Work item: The answer must consist of every line in the data below that holds the word "exact".

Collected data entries
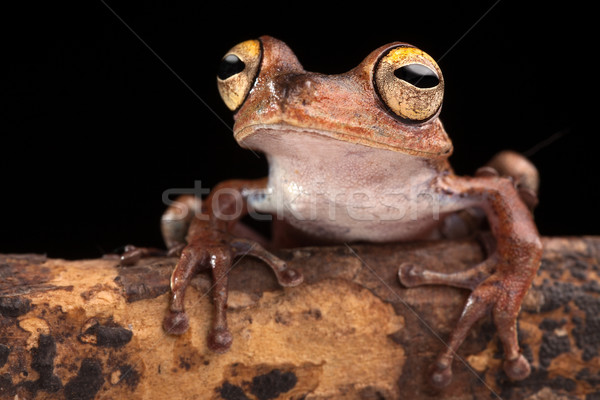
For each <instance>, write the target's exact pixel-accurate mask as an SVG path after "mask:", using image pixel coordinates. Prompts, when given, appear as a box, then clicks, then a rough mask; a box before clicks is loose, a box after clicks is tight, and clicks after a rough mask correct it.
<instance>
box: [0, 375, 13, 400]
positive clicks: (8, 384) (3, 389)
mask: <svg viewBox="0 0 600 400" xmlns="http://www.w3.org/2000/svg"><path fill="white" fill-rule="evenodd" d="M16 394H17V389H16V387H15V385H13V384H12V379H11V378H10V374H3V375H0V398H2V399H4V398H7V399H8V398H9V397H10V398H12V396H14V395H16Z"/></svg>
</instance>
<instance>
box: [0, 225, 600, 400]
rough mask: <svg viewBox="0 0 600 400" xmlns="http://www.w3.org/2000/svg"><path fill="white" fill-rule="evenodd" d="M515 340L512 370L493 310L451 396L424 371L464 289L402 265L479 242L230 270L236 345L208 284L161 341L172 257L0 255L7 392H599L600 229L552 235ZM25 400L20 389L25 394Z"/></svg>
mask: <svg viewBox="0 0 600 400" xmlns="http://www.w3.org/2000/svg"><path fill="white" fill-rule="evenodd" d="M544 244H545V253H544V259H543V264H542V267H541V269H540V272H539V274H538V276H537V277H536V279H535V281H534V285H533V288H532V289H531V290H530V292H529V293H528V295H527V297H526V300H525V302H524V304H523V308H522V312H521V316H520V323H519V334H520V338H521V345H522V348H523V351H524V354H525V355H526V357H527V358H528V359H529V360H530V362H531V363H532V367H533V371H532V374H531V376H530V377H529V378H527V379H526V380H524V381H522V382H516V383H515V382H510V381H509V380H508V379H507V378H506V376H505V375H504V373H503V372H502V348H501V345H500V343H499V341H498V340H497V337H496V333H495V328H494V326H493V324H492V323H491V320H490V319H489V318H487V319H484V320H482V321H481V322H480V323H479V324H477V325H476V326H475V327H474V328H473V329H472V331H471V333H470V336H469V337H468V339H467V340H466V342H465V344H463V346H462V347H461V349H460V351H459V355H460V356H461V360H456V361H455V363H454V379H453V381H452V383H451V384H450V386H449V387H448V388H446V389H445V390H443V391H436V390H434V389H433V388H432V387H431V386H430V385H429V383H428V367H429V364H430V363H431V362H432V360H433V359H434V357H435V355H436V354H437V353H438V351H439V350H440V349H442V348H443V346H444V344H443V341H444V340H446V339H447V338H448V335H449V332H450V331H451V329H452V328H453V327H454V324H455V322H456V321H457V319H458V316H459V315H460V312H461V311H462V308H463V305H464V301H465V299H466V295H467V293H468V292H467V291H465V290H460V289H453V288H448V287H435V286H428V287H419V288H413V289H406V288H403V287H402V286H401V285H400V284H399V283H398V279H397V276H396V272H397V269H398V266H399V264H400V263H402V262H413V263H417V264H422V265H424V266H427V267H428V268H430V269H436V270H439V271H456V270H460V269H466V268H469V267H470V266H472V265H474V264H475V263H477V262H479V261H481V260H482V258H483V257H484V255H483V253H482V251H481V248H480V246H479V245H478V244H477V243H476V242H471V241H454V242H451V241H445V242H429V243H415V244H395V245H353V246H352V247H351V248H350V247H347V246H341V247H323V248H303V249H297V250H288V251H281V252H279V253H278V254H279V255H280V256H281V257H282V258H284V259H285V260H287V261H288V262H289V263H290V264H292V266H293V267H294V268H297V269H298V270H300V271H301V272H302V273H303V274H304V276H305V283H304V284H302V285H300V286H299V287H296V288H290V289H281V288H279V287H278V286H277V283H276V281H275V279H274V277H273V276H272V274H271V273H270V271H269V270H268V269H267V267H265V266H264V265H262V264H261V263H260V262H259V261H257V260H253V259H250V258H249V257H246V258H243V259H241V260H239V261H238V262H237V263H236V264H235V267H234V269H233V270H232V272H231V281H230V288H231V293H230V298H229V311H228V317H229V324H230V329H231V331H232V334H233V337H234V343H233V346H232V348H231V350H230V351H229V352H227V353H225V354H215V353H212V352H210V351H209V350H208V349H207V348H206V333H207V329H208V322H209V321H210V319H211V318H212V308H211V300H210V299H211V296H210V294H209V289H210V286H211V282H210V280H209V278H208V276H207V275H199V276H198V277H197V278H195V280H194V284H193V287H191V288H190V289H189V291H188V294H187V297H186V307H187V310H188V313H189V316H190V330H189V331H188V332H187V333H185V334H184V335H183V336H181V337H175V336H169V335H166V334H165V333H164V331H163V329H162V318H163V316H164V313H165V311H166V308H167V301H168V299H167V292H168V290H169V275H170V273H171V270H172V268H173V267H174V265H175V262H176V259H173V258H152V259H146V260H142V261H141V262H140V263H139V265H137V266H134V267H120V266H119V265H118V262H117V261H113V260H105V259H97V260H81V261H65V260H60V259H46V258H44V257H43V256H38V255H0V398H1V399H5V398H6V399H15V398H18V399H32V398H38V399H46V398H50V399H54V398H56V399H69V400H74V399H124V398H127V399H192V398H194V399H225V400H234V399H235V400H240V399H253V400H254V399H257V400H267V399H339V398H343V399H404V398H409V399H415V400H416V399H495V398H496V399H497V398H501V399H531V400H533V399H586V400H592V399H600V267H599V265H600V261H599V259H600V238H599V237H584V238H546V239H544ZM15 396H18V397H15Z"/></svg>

* * *

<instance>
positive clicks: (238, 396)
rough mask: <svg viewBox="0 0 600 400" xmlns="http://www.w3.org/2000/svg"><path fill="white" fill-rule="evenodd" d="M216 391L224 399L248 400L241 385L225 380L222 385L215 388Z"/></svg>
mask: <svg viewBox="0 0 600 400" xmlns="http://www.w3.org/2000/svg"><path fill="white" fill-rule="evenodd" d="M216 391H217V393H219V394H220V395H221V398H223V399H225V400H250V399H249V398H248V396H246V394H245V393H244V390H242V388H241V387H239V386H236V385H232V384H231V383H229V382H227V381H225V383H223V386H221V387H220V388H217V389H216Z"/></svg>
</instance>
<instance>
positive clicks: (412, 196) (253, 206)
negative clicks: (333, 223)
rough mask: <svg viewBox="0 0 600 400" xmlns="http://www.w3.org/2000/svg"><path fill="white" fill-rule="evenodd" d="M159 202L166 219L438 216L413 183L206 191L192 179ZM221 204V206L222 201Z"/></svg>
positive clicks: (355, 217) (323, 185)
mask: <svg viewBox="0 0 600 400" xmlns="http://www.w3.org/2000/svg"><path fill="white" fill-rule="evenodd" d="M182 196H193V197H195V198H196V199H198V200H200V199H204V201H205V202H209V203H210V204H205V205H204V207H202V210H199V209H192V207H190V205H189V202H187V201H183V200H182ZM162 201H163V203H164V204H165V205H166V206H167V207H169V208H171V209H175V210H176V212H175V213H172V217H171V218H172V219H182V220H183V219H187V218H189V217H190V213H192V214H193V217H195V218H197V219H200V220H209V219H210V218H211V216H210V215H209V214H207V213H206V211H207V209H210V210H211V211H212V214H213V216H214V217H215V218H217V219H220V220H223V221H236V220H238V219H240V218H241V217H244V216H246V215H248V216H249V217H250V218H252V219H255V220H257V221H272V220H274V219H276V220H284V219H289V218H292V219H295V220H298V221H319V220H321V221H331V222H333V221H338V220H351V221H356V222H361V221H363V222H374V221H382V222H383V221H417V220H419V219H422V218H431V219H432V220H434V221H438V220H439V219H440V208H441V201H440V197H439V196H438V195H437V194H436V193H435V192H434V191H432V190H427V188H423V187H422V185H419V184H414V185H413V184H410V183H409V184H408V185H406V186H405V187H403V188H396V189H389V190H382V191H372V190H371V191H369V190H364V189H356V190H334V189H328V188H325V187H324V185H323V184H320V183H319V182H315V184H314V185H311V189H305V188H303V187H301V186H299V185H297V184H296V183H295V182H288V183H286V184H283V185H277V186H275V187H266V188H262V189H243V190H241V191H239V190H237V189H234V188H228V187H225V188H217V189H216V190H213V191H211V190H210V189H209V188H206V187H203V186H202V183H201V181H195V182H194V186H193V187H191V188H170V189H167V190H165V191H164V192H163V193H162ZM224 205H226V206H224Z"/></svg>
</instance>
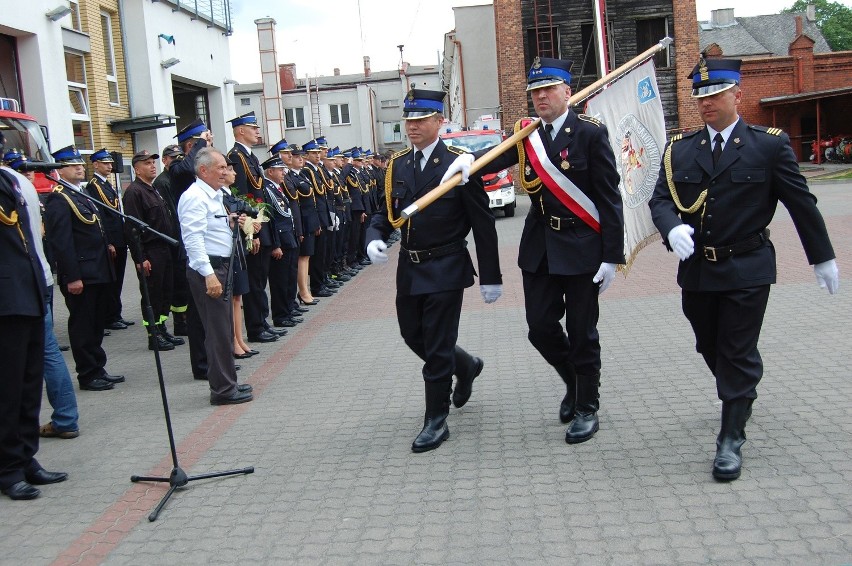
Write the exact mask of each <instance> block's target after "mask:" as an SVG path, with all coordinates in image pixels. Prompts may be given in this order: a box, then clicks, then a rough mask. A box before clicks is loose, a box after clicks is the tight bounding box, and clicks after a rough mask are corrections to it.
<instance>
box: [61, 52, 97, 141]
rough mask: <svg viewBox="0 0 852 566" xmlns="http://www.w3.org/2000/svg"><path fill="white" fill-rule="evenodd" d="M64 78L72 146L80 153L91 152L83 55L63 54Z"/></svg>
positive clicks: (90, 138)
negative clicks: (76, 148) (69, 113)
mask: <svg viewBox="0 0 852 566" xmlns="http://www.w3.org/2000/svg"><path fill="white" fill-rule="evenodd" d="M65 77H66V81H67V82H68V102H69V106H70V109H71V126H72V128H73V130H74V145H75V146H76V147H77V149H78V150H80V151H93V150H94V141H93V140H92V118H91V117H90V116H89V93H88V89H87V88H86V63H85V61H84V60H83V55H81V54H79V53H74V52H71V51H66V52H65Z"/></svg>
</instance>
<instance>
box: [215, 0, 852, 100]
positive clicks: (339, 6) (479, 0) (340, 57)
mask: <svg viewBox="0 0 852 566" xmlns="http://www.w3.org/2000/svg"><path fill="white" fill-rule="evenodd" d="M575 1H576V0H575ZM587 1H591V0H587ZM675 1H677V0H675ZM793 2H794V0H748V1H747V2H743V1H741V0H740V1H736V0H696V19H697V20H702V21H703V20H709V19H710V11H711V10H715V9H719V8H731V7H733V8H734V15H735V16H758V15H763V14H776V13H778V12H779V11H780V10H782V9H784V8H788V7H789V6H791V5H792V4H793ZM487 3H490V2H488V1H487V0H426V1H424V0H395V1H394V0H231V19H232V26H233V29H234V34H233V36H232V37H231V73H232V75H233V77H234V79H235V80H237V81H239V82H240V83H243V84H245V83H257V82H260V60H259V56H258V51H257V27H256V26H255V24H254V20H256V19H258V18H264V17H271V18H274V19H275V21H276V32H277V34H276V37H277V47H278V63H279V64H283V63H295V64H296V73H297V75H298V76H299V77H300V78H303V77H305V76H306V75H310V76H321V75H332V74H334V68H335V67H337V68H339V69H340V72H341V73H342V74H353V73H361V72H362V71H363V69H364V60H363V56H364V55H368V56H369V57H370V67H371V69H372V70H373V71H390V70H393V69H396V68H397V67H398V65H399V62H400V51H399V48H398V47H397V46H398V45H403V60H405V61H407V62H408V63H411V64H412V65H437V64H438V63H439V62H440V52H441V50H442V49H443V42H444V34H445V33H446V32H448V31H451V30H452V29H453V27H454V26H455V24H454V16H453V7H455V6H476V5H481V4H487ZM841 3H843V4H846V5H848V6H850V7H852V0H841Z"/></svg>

Response:
For each <instance>, write the target's exact pixel-accurate mask as an SVG path after "mask:", using image pixel coordinates. Prompts, when given, appear as a box, then clicks, then a rough mask; a box before clicks is loose, a box after clicks is tight, and clicks after a rough mask correct it.
Write the exact mask of each <instance> block's target after "mask:" as an SVG path, with all coordinates in image pixels. Prompts may be given in this order: a box, then clicks, then a rough mask. A box before clicks is loose, a box after clicks is the tight bounding box, and clicks after a rough mask are corrections to it.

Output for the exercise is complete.